▶ CONJUNTO DE TAREAS:
A. Indique si cada una de las siguientes afirmaciones concuerda con el texto sobre la obediencia. Responda sí o no y cite literalmente las palabras del texto que lo deciden.
(i) La obediencia al Padre fue una línea constante de fuerza en la vida de Cristo.
(ii) El sacerdocio cristiano nace de la curiosidad y de la necesidad del hombre.
(iii) La mediación que visibiliza la presencia salvadora de Cristo es de carácter sacramental.
B. Responda brevemente, según el texto sobre la obediencia:
(i) ¿De qué dos voluntades de Dios hablaban ya la moral y la teología espiritual?
(ii) ¿Cuándo ha sentido el hombre más pudor a presentarse con caracteres sagrados?
(iii) ¿De qué nace el sacerdocio cristiano?
C. Prosiga el texto sobre la obediencia a partir de su última frase.

==== EXTRACTO DEL DOCUMENTO

III. Obediencia, una línea de
fuerza que puede prestarse a todo.
Nadie duda que, desde que Cristo aprendió
obediencia por los caminos pobres de la encarnación y se hizo obediente hasta
la muerte en cruz, lo que fue una línea constante de fuerza en su vida —la
obediencia al Padre— se ha convertido en
el único camino posible de salvación. (50) Por su obediencia hemos sido salvados y
nuestra certeza es que, en la medida en que somos obedientes a Dios,
encontramos esa salvación. (51)
La dificultad surge cuando queremos saber
cuál es el querer de Dios. La moral y la teología espiritual ya nos hablaban de
la voluntad manifestada de Dios, y por tanto claramente conocible, y aquella
otra voluntad de beneplácito que también podíamos conocer a través del
discernimiento de espíritu y de los signos en la historia, para lo que daban
normas y avisaban peligros. No es ahora nuestro interés y a ellos nos remitimos
(52).
Esta
dificultad se agranda cuando nos encontramos con personas y oficios que
representan a Dios y manifiestan su voluntad. Siempre los humanos hemos sentido curiosidad
y necesidad de conocer concretamente cual es la voluntad de la divinidad que
adoramos y, lógicamente, siempre hubo personas y oficios que se dedicaron a ello.
Pero la verdad es que hoy tenemos una gran susceptibilidad ante el problema. Es
curioso que cuando el hombre ha ganado más independencia y autonomía respecto
de lo sagrado, es cuando ha sentido más pudor a presentarse con caracteres
sagrados, y crece el sentimiento hasta la vergüenza, si se le atribuyen
caracteres o representaciones divinas.
Pero
el sacerdocio cristiano no nace ni de la curiosidad ni de la necesidad del
hombre. Nace de la
gratuidad del amor divino manifestada realmente —se hizo carne— en la
autoentrega pascual del Hijo. No hay sacerdocio cristiano que no sea
visibilización y presencia del sacerdocio de Cristo. Y es Él quien tiene la "representación" del Padre en propiedad
y la expresión de su querer también. Es ésta una mediación única y
universal. Por esto, cuando el sacerdocio cristiano se confiesa representante
de Cristo, puede tener un sentido incompatible con esta mediación y con la fe
en la resurrección. El Señor vive y, por su Espíritu, está presente en la
Iglesia. En este sentido no necesita volverse a presentar (re-presentar) ni
puede dejarse sustituir por nadie, sucesores, ni es exacto decir que
"comparte" su sacerdocio ya que este “es un acontecimiento único e
irrepetible al que nadie puede añadir nada, porque se basta solo para realizar
plenamente la obra que le encomendara el Padre" (53). Sí debemos seguir hablando de una repraesentatio
Christi que hace referencia a un servicio de la comunidad eclesial y a las
personas que lo desempeñan. (54) Porque Cristo, en su existir actual
glorificado, necesita una mediación que actualice y visibilice su presencia
salvadora entre nosotros que aún no hemos llegado a la plenitud de la vida
definitiva. Ésta mediación es de
carácter sacramental: Hay en la comunidad creyente personas que, ordenadas
para ese ministerio, visibilizan y actualizan sacramentalmente el misterio de
salvación del Hijo.

========
==== DATOS SIN PROCESAR

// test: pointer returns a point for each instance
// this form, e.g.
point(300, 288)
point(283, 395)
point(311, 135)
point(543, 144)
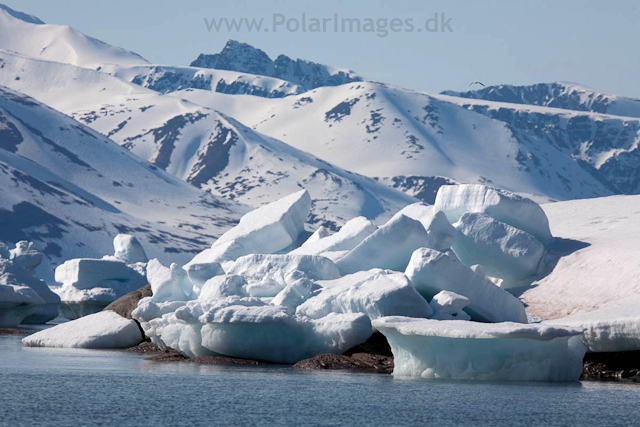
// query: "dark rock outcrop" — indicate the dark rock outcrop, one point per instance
point(170, 355)
point(620, 366)
point(127, 303)
point(372, 356)
point(363, 362)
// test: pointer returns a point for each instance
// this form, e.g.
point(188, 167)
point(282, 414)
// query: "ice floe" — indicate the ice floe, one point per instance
point(469, 350)
point(105, 329)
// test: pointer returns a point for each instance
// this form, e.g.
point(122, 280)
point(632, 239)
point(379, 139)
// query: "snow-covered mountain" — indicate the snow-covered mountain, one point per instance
point(166, 78)
point(71, 190)
point(28, 35)
point(553, 142)
point(568, 96)
point(244, 58)
point(199, 145)
point(406, 137)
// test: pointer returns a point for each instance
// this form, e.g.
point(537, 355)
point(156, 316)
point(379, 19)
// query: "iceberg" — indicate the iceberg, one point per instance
point(376, 293)
point(504, 251)
point(350, 235)
point(295, 293)
point(458, 349)
point(441, 232)
point(168, 283)
point(448, 305)
point(219, 287)
point(431, 271)
point(16, 302)
point(102, 330)
point(88, 285)
point(390, 247)
point(255, 267)
point(252, 329)
point(610, 329)
point(266, 230)
point(19, 270)
point(201, 272)
point(267, 275)
point(519, 212)
point(320, 233)
point(129, 249)
point(86, 273)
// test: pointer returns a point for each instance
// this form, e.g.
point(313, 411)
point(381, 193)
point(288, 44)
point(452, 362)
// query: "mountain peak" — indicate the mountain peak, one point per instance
point(244, 58)
point(21, 15)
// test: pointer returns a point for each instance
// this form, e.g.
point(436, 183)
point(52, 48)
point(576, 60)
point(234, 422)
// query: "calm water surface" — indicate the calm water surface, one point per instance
point(64, 387)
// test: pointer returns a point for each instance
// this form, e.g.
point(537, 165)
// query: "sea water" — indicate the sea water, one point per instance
point(72, 387)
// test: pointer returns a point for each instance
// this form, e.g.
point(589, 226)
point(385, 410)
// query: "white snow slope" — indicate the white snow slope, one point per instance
point(71, 190)
point(200, 145)
point(61, 43)
point(599, 240)
point(409, 138)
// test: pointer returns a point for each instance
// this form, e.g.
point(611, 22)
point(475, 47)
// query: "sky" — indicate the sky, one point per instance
point(593, 43)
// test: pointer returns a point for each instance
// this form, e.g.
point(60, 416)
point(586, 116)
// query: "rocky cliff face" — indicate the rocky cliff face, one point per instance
point(244, 58)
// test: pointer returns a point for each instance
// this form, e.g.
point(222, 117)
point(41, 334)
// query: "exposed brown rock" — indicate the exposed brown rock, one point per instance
point(374, 356)
point(362, 362)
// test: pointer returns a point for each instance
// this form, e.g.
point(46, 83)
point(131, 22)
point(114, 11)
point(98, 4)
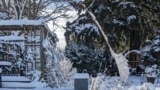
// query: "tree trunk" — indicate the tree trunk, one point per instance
point(134, 45)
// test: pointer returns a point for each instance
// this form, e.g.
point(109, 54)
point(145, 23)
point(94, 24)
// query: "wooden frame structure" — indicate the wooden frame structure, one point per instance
point(21, 45)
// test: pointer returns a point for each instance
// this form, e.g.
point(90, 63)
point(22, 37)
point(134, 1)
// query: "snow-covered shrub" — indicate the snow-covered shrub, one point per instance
point(151, 50)
point(87, 59)
point(102, 82)
point(152, 71)
point(58, 68)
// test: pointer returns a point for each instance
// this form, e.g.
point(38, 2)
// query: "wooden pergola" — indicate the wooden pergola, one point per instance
point(35, 28)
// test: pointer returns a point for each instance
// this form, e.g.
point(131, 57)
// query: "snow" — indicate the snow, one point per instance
point(11, 38)
point(21, 22)
point(130, 18)
point(5, 63)
point(124, 4)
point(122, 64)
point(115, 21)
point(15, 78)
point(81, 76)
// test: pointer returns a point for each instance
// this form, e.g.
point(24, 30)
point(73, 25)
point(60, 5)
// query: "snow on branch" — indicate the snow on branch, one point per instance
point(132, 51)
point(19, 8)
point(121, 61)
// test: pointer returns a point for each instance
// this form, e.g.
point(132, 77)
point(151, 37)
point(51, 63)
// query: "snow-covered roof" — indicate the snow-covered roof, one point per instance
point(21, 22)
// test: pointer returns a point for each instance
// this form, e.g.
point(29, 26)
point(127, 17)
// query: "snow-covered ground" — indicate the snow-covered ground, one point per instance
point(110, 83)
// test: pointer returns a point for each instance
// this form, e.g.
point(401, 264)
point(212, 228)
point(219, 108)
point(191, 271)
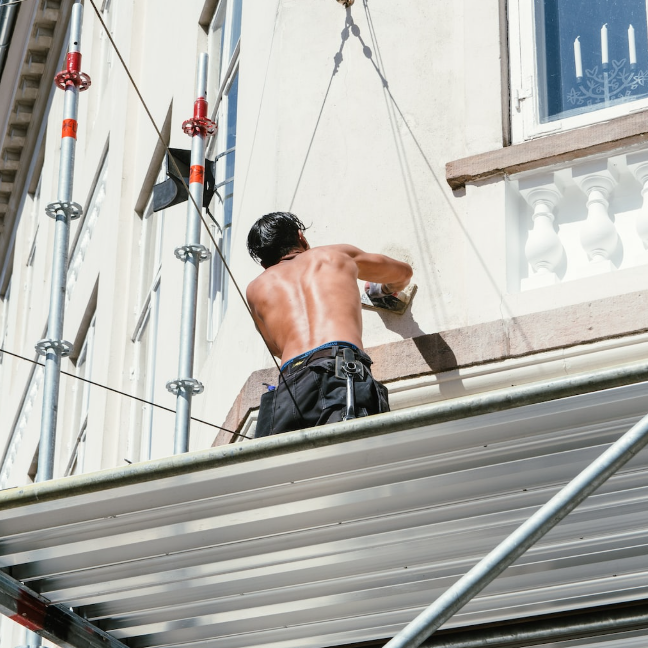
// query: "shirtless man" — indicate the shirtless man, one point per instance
point(307, 307)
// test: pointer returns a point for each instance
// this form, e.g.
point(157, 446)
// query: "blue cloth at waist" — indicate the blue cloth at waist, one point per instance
point(328, 345)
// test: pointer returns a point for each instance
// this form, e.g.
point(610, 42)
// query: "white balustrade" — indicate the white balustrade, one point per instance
point(543, 250)
point(638, 164)
point(575, 234)
point(599, 236)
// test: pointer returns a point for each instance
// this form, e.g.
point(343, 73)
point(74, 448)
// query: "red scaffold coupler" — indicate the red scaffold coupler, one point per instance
point(72, 74)
point(199, 124)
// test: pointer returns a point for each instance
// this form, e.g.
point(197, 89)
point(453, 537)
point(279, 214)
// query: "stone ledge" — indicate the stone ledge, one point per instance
point(479, 344)
point(620, 133)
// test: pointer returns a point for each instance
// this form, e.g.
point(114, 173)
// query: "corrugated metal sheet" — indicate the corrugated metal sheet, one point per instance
point(343, 542)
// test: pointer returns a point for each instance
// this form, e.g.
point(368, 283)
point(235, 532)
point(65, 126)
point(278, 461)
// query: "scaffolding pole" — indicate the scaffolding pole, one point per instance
point(192, 253)
point(55, 622)
point(54, 347)
point(542, 521)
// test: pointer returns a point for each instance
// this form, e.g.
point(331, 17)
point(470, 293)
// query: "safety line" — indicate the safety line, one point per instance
point(121, 393)
point(198, 209)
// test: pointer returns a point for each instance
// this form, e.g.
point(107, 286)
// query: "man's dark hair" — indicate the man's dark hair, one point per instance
point(273, 236)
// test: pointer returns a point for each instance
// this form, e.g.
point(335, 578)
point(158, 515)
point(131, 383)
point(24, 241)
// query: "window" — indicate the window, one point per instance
point(580, 61)
point(224, 52)
point(145, 335)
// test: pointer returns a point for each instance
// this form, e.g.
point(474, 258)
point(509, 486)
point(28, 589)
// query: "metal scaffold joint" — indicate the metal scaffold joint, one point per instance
point(185, 385)
point(72, 210)
point(61, 347)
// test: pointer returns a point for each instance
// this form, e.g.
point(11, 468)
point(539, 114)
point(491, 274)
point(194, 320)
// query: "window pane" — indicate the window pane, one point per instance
point(591, 54)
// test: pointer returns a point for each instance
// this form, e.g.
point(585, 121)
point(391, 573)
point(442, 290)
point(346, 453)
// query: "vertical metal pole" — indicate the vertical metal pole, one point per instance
point(72, 81)
point(192, 253)
point(509, 550)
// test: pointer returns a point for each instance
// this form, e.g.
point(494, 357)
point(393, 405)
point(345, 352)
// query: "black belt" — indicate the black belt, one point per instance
point(330, 352)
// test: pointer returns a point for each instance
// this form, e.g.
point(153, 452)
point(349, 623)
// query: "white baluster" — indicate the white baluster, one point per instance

========

▶ RESPUESTAS POR TAREA:
A.
(i) Sí: «lo que fue una línea constante de fuerza en su vida —la obediencia al Padre—».
(ii) No: «el sacerdocio cristiano no nace ni de la curiosidad ni de la necesidad del hombre».
(iii) Sí: «Ésta mediación es de carácter sacramental».

B.
(i) De la voluntad manifestada de Dios y de la voluntad de beneplácito.
(ii) Cuando ha ganado más independencia y autonomía respecto de lo sagrado.
(iii) De la gratuidad del amor divino manifestada realmente en la autoentrega pascual del Hijo.

C.
Esta repraesentatio Christi, propia del
ministerio ordenado, y lo que conlleva, es de orden trascendente, no nos pertenece. Y su realización, por
una ordenación sacramental, tampoco. No es derecho, ni exigencia, ni necesidad
nuestra. Es enteramente gratuita. Por ello nuestra disponibilidad debe hacerse
acatamiento, docilidad y fidelidad a la voluntad de quien nos llamó, en su
Iglesia, al orden de los presbíteros configurándonos con Cristo sacerdote
realizador perfecto de la voluntad del Padre. La obediencia a Dios, que es
propia de cualquier bautizado, recibe en el ordenado una cualificación
específica al servicio del misterio de salvación. Aquí no puede haber voluntad propia porque el misterio de salvación no
es nuestro y, el hacerlo nuestro, es salvación para nosotros pero no nos
convierte en salvadores de nadie. En el momento en que la voluntad y el querer
propios intentaran “apropiárselo” dejaría de ser Misterio, no sería salvación. Consiguientemente, solo una obediencia
exquisita, que implica la renuncia a la voluntad propia, (55) es verdaderamente ministerial,
permite la representación y hace fluir con gozo las aguas de las fuentes de la
salvación. (56)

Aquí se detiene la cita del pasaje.